◆ EXERCISE MATERIALS

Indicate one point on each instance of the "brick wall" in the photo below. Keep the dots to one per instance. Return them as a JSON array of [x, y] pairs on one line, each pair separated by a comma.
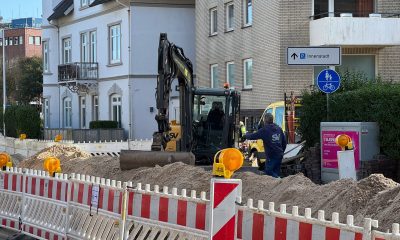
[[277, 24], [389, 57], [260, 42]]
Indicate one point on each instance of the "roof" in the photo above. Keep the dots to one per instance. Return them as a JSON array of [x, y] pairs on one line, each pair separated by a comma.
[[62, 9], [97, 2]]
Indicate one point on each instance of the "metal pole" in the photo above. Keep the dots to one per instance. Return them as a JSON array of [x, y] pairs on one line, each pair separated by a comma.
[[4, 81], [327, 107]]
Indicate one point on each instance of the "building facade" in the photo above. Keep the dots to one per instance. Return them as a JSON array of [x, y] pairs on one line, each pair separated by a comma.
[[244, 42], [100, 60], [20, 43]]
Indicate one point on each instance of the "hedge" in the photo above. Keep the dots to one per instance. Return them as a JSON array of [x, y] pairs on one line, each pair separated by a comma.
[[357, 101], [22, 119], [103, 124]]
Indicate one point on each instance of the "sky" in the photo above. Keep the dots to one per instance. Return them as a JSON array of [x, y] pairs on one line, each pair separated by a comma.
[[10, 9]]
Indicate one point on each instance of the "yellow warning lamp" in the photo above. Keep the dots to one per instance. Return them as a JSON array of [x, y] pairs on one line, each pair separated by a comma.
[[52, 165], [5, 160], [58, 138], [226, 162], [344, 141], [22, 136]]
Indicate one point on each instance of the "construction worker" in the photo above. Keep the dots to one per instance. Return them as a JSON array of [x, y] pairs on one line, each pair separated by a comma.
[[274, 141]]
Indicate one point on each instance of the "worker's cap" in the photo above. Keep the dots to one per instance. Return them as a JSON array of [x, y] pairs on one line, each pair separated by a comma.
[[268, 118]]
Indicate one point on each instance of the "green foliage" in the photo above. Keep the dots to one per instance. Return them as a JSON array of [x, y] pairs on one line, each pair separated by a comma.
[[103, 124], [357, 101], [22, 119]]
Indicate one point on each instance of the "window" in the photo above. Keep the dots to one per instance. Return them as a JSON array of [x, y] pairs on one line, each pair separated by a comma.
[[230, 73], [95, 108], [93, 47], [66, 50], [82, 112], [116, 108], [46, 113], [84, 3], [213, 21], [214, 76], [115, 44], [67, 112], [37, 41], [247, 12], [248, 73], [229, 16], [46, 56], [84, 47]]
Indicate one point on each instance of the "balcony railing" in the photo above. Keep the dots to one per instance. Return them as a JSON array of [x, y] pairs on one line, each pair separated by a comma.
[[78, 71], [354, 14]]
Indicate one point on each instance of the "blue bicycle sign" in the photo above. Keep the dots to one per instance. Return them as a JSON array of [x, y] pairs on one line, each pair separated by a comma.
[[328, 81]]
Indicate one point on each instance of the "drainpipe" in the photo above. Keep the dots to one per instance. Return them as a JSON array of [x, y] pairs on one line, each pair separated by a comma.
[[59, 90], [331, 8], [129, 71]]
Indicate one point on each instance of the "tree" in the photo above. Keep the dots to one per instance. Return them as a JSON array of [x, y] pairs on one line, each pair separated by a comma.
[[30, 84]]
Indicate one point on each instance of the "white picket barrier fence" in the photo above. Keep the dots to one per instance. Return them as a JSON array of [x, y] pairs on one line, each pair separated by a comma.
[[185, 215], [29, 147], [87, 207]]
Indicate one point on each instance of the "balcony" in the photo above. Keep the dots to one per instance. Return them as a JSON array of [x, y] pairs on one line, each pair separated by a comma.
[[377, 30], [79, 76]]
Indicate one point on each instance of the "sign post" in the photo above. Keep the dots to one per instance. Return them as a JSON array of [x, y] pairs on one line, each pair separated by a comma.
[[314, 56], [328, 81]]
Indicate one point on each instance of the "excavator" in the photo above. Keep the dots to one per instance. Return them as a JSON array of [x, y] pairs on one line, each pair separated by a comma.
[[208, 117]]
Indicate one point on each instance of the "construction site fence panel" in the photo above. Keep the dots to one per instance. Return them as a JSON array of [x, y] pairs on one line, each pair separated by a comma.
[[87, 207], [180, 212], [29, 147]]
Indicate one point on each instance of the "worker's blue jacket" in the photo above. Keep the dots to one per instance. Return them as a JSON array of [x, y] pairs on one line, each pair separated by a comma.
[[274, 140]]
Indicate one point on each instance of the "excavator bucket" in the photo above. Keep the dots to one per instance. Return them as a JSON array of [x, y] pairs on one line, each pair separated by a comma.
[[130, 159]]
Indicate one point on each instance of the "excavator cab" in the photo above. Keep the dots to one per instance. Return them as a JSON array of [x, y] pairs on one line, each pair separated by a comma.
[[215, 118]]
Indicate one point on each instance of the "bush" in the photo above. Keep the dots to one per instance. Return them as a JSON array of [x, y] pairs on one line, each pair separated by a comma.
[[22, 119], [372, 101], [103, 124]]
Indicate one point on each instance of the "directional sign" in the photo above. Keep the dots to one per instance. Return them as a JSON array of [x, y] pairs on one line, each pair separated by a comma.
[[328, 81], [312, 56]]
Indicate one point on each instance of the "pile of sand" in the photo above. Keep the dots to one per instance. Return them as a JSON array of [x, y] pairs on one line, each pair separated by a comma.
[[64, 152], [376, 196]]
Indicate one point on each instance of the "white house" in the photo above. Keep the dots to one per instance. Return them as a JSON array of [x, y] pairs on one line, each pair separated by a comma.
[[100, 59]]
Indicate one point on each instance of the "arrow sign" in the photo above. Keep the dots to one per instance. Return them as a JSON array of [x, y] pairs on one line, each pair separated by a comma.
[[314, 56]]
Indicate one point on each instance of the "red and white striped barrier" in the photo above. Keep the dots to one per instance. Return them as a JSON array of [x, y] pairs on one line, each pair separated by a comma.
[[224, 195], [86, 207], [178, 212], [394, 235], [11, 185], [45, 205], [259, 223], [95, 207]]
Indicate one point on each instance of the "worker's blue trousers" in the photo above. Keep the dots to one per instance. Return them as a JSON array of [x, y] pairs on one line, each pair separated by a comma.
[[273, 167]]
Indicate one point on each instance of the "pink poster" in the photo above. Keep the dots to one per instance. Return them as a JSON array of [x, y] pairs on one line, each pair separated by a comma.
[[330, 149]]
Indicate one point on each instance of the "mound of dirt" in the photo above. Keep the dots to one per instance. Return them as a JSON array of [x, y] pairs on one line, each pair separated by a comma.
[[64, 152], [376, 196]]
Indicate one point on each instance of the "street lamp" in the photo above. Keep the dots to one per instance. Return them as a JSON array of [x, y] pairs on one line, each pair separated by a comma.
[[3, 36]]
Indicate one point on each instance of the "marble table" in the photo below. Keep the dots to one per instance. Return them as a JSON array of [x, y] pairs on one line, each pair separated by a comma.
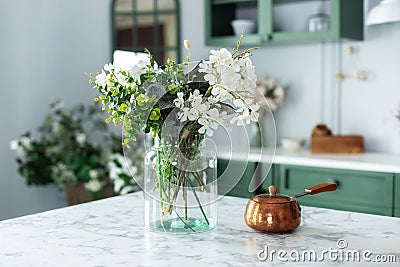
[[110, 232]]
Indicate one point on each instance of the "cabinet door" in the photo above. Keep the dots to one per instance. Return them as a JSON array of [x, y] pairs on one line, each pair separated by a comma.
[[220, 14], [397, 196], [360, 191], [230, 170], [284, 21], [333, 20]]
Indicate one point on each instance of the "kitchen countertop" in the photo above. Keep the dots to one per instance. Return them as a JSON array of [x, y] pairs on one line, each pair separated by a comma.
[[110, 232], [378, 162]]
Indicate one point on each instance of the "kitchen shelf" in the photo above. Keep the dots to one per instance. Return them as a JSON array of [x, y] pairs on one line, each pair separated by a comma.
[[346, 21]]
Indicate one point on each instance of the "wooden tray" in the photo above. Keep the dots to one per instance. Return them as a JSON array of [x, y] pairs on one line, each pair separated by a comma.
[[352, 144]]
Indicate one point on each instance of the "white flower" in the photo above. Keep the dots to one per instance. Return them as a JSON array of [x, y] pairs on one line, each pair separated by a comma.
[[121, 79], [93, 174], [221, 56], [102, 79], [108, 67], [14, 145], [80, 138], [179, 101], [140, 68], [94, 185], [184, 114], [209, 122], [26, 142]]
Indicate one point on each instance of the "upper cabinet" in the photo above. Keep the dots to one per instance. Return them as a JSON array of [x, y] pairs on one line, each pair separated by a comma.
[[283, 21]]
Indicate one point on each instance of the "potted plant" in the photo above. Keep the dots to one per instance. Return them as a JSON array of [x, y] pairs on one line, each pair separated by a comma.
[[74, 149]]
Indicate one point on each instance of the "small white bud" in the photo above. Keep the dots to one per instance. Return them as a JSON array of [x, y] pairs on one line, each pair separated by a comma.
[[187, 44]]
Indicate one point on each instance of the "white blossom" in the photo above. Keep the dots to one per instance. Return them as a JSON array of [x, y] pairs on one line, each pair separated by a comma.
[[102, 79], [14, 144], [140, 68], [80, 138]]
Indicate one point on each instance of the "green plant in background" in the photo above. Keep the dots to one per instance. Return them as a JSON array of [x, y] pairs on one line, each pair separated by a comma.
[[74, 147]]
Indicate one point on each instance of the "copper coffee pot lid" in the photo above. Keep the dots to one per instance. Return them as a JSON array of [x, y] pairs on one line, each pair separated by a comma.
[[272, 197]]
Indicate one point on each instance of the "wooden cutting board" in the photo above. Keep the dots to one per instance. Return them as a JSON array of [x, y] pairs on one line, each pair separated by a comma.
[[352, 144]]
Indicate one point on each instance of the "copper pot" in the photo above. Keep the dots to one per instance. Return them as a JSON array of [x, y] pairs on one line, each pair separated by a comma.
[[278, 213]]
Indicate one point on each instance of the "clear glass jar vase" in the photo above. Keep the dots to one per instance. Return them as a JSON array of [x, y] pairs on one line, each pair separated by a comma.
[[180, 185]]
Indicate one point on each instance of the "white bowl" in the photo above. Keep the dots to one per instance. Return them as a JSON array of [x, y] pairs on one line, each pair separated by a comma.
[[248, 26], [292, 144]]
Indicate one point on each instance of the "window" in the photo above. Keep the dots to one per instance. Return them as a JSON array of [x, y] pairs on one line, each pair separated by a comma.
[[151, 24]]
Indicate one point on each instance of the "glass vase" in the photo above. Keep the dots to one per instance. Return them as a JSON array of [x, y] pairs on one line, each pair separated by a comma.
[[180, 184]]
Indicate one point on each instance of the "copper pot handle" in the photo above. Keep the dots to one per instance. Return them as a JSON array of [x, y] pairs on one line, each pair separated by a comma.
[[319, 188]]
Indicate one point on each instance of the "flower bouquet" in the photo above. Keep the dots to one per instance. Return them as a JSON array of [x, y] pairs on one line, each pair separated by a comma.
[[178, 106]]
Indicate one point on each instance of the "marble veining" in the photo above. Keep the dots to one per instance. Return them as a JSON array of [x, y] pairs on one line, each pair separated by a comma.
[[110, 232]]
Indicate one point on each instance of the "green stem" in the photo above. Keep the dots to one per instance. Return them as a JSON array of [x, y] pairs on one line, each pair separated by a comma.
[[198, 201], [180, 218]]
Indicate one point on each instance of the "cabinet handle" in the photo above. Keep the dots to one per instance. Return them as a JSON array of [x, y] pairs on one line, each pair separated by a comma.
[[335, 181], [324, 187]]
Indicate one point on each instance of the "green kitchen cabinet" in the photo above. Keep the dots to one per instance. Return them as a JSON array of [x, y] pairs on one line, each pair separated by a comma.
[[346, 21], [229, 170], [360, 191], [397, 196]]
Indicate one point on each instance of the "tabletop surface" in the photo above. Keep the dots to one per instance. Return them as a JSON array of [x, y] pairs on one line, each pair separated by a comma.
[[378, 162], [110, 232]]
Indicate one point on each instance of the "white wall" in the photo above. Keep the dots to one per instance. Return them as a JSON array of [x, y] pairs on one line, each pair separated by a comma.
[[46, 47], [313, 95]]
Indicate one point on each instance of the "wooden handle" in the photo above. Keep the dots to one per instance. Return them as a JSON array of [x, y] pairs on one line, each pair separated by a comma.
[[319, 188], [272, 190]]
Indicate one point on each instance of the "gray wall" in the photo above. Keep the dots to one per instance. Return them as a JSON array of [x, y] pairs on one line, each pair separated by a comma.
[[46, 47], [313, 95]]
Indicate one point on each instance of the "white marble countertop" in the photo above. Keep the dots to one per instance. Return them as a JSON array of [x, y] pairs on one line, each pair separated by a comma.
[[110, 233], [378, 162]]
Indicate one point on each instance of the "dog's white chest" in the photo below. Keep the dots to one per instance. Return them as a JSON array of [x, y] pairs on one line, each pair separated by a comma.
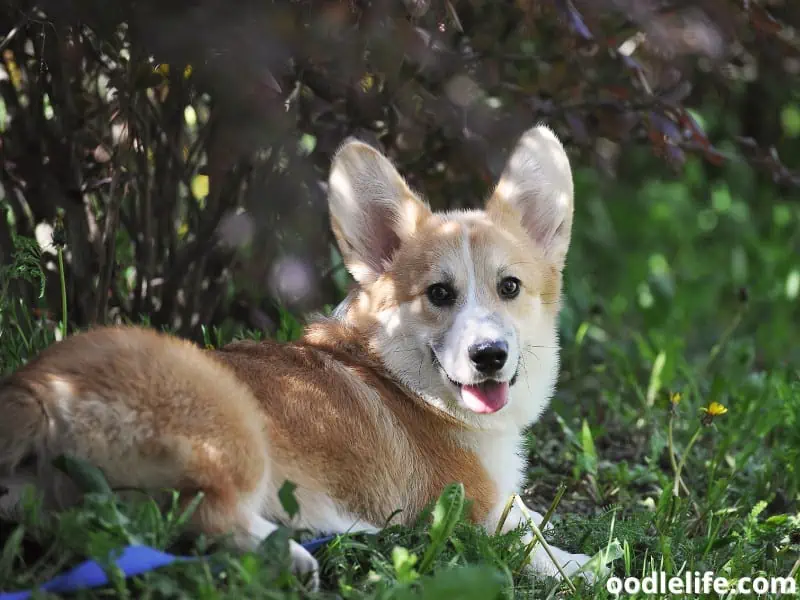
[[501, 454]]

◆ PROBLEM DESCRIPTION
Can you copy out, word for word, every line from the start of the items through the line containing "[[103, 124], [357, 101], [22, 119]]", both ends included, and leave the pictures out?

◆ REPLY
Indicate one point on each instance of the "brick wall" in the photo below. Keep the dots to one per instance. Return them as a JSON array of [x, y] pairs on one line, each pair separated by a comma.
[[277, 24], [389, 57], [260, 42]]
Indicate one point on each instance of the "roof" in the photo above. Keep the dots to one per instance. Return them as a JSON array of [x, y] pairs on one line, each pair separated by a comma.
[[62, 9], [97, 2]]
Indicate one point on each instance of the "metal pole" in the photo above. Keep the dots to one per instance. Return them as a JSON array of [x, y] pairs on one line, each pair separated by a comma.
[[4, 81], [327, 107]]
Indicate one point on each instance of the "building facade" in the photo above. Keep the dots to one per instance. Return them as a JSON array of [x, y] pairs on one line, each pair separated by a comma.
[[244, 42], [100, 60], [20, 43]]
Indicate one point on each instance of the "hedge" in the photo above. Keep the dots to one per instance. Return them as a JSON array of [x, y] pairs on one line, each pair separated by a comma.
[[357, 101], [22, 119], [103, 124]]
Indicate one point on each instance of the "sky" in the photo above. Keep the dots to one per instance. Return them as a JSON array of [x, y] pairs on one line, each pair separated by a comma.
[[10, 9]]
Indicate one point on each instance of the "yellow warning lamp" in the photo above. Keep the dots to one per instance. Return them as a JSON array of [x, y] pairs on one line, each pair separated by a comma.
[[52, 165], [5, 160], [58, 138], [226, 162], [344, 141], [22, 136]]
Indicate one point on each instance of the "construction worker" in the photo above. Keep the dots to one per instance. Return them as a JSON array of [x, y] pairs on one line, each pair separated by a comma.
[[274, 141]]
Indicate one point on each instance of the "worker's cap" in the photo above. Keep the dots to one per instance. Return them as a JSON array of [x, y] pairs on one line, each pair separated by a comma.
[[268, 118]]
Indicate one point on each instance of the "green foliage" in the photo above. Keep the dots to one per instance. Return them as a JSON array of [x, y] pairs on one line, each pair separated by a comma.
[[103, 124], [357, 101], [22, 119]]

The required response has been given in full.